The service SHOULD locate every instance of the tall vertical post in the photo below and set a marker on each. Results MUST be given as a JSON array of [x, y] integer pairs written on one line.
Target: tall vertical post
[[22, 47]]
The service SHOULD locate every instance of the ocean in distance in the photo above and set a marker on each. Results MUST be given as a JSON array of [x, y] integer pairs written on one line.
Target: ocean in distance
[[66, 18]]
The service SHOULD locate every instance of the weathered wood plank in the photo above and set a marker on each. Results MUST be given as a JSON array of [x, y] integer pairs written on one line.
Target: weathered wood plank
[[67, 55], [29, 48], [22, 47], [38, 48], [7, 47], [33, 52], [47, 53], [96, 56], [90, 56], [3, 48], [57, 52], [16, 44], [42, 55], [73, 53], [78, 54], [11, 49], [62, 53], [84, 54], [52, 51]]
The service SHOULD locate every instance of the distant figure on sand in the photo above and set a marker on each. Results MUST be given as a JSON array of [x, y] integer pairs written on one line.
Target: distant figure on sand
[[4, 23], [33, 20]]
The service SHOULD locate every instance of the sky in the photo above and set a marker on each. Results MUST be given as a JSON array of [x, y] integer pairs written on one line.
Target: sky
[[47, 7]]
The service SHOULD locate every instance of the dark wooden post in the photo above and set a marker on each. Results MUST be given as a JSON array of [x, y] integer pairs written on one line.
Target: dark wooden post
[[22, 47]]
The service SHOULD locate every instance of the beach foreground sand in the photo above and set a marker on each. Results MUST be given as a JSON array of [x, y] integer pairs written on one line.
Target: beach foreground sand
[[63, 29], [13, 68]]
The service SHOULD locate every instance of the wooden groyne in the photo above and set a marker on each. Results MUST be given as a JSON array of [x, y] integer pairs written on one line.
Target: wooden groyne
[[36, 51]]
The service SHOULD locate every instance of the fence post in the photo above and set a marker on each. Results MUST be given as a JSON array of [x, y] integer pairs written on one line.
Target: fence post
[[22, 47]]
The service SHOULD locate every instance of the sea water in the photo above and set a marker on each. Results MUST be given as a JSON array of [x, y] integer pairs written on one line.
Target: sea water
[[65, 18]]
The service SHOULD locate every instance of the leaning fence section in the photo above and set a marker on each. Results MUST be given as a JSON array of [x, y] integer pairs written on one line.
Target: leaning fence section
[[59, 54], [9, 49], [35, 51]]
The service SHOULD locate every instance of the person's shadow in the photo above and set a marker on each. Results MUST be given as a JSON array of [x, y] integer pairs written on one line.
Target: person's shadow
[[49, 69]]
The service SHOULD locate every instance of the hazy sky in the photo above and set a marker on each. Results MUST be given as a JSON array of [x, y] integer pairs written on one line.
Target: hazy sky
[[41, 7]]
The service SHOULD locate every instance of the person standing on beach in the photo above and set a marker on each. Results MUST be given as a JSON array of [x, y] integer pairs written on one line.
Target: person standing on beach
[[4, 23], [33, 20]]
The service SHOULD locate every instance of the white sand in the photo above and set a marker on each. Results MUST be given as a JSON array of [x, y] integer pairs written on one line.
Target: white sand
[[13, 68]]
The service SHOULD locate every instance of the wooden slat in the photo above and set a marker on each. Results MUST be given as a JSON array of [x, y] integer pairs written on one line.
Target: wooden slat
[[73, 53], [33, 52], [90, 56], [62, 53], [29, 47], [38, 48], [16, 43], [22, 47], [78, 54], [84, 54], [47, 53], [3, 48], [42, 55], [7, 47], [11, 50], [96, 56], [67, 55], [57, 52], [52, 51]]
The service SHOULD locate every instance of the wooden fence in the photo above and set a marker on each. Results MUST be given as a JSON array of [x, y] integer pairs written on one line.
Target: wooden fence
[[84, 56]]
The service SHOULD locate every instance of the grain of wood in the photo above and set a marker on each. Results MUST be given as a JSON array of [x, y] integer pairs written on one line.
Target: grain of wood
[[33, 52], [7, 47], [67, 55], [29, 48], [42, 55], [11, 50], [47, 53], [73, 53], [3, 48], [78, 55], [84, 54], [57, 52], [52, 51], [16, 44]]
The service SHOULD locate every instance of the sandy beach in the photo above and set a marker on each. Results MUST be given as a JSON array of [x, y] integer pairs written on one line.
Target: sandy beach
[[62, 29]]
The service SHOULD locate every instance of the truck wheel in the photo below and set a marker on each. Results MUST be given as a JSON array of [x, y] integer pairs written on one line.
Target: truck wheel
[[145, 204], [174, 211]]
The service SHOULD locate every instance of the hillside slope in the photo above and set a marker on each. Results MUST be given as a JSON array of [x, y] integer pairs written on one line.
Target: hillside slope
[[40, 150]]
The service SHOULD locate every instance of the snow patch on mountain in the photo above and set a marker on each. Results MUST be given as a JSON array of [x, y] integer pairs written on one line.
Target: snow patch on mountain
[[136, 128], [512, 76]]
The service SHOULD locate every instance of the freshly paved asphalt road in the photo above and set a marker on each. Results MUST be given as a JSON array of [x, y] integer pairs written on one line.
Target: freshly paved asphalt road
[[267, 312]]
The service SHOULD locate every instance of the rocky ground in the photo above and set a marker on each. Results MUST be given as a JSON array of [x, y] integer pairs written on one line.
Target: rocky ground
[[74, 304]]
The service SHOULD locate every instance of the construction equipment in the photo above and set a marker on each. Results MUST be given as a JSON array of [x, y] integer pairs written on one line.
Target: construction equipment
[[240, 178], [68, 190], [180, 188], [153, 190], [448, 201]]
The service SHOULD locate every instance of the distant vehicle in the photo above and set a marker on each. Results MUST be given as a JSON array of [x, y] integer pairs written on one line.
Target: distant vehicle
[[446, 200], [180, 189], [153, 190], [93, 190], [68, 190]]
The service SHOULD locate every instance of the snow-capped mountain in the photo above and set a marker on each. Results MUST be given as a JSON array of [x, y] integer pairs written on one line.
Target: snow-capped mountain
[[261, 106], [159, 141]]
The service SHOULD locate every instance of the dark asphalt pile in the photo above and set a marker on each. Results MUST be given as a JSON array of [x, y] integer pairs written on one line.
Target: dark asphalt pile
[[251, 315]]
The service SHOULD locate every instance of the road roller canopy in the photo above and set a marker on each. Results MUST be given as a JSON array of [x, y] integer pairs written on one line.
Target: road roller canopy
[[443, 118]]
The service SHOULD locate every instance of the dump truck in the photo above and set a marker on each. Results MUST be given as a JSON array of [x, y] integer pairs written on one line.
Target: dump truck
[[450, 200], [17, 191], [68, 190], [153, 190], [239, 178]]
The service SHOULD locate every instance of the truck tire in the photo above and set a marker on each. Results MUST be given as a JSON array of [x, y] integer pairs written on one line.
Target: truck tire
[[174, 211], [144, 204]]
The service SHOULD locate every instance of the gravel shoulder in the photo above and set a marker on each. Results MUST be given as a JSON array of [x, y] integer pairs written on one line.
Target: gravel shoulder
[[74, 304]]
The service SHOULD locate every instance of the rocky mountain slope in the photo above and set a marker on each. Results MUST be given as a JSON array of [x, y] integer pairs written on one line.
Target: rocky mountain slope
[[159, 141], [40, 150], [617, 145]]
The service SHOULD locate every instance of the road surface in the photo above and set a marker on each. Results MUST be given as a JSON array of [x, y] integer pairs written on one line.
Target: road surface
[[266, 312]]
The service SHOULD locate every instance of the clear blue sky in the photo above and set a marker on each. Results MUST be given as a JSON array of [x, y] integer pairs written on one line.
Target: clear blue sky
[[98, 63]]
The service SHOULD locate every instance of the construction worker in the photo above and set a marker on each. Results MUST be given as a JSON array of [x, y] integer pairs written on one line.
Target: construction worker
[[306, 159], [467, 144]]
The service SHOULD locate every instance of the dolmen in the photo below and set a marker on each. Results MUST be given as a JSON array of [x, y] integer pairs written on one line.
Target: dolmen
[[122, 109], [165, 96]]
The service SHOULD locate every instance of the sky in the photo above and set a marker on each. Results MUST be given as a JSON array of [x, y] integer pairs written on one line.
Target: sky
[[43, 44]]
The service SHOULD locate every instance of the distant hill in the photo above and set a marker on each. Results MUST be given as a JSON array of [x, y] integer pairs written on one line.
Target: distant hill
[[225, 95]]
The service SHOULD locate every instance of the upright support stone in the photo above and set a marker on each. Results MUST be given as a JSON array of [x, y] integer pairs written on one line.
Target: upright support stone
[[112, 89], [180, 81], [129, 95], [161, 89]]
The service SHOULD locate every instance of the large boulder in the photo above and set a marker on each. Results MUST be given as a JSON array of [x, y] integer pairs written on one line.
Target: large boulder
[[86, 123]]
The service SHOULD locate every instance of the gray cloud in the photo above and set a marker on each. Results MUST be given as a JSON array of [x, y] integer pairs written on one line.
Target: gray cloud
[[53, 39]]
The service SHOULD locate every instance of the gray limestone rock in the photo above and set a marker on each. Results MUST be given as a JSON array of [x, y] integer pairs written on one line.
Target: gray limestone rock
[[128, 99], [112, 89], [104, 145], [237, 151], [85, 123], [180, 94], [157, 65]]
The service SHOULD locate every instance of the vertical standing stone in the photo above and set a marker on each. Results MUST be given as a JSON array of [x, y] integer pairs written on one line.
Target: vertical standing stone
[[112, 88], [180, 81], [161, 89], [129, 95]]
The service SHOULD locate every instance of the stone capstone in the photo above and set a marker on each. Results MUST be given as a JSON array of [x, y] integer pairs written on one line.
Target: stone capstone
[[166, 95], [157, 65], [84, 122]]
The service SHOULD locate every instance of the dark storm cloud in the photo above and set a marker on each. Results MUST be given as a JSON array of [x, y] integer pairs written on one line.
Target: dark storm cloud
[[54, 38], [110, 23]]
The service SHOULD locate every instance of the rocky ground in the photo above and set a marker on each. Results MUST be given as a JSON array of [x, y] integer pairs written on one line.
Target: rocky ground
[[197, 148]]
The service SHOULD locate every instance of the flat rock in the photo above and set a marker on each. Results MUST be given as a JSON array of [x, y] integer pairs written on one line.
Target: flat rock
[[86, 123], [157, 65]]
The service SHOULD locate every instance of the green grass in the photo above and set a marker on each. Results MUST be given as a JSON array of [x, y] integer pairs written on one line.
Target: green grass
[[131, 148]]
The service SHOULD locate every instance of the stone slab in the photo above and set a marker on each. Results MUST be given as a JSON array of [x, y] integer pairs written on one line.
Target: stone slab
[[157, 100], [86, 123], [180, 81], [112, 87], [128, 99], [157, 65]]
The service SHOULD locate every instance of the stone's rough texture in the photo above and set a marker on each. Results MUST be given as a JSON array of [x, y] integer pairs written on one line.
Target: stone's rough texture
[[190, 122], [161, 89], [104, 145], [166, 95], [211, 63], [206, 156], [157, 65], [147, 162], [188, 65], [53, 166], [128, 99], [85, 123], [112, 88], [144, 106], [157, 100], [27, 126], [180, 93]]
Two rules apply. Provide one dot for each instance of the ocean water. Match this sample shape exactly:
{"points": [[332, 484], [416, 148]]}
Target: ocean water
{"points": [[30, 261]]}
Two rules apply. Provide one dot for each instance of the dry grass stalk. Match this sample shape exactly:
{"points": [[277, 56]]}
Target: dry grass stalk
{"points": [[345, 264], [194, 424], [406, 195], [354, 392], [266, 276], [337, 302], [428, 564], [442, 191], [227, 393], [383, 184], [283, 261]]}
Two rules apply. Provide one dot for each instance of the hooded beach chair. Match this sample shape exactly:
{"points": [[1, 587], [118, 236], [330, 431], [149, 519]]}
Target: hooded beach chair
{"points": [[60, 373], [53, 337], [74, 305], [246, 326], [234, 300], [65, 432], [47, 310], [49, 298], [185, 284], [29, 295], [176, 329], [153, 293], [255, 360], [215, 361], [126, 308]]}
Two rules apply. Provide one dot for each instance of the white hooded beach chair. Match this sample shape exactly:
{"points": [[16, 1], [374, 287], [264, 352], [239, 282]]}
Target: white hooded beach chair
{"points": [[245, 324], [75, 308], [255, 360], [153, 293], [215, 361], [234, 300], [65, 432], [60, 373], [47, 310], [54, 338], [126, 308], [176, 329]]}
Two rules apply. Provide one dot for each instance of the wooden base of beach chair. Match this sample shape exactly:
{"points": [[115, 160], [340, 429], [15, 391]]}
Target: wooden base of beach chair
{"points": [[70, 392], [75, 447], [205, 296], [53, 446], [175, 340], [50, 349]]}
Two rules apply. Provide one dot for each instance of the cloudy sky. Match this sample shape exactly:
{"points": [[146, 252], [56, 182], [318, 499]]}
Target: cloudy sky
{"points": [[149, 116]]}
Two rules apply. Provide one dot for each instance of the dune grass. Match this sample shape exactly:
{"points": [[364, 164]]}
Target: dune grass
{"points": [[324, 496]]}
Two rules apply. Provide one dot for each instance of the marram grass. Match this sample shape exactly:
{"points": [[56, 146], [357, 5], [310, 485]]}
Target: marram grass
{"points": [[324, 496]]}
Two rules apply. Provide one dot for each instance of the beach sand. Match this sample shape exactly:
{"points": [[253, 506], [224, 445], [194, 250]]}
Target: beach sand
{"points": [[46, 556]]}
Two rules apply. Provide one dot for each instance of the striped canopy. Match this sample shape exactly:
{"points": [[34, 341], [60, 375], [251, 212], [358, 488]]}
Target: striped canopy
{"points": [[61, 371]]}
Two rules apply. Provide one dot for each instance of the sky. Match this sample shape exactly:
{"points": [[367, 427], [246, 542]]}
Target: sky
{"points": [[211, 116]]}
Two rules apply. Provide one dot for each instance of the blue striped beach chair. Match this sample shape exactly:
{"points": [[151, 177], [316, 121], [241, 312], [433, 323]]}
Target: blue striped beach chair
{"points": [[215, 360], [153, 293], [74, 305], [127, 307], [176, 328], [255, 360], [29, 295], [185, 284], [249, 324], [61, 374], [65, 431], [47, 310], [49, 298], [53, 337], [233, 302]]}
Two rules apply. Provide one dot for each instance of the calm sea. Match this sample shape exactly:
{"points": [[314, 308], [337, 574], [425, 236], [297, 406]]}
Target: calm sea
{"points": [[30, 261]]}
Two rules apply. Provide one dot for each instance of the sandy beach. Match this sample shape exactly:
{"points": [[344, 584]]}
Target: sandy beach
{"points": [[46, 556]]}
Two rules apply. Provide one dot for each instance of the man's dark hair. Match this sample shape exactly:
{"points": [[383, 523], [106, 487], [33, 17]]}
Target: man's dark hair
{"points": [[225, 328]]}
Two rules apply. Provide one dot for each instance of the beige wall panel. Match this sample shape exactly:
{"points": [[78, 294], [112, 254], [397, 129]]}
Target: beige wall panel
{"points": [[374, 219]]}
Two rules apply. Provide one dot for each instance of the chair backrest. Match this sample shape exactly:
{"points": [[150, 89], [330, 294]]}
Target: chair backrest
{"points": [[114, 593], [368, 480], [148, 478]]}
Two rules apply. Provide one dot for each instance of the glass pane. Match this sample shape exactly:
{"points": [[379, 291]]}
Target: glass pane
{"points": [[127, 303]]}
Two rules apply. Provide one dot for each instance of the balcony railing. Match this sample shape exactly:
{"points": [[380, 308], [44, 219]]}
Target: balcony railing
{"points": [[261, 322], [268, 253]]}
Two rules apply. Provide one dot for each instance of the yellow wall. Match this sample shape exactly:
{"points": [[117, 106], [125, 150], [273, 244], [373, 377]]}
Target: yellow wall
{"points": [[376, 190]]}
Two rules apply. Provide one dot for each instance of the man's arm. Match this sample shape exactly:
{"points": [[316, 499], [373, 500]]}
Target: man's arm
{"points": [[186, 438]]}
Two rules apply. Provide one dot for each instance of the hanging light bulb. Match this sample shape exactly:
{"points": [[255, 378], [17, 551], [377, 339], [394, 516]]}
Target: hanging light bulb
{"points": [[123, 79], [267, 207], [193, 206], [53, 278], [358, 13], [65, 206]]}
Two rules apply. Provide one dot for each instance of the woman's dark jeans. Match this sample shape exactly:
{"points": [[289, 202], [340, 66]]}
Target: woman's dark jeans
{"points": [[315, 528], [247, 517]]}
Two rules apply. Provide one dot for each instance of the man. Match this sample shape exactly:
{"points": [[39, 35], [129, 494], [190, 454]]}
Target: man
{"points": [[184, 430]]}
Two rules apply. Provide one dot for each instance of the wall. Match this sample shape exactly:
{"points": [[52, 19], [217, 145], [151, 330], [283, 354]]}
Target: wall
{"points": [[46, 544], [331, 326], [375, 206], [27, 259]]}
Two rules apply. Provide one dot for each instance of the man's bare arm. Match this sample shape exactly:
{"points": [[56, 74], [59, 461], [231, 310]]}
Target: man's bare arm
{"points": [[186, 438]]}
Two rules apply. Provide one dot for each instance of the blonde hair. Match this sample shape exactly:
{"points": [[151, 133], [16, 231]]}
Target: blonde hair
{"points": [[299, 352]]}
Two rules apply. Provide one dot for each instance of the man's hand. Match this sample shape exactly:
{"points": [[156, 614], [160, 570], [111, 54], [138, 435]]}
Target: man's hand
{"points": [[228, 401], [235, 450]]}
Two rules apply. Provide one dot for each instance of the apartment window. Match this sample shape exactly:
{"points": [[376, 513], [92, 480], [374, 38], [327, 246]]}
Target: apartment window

####

■ Challenge
Reproduce exactly the lines from the one containing "the man's bare" through the last line of the records above, including both, and nothing else.

■ Completed task
Two rules apply. Provide one dot for each instance of the man's bare arm. Match this sample shape exactly:
{"points": [[56, 74], [59, 461], [231, 310]]}
Target: man's bare arm
{"points": [[186, 438]]}
Two rules apply. Provide one dot for each instance of the blonde hair. Match this sample shape exactly:
{"points": [[151, 133], [16, 231]]}
Target: blonde hair
{"points": [[299, 352]]}
Two rules apply. Provide one dot for each instance of the man's hand. Match this sample shape exactly:
{"points": [[156, 614], [160, 570], [111, 54], [138, 435]]}
Target: man's hand
{"points": [[228, 401], [235, 450]]}
Two rules apply. Provide one dot for each instance of the apartment window. Match this sample shape exactly:
{"points": [[376, 513], [92, 480], [374, 38], [327, 246]]}
Target: apartment window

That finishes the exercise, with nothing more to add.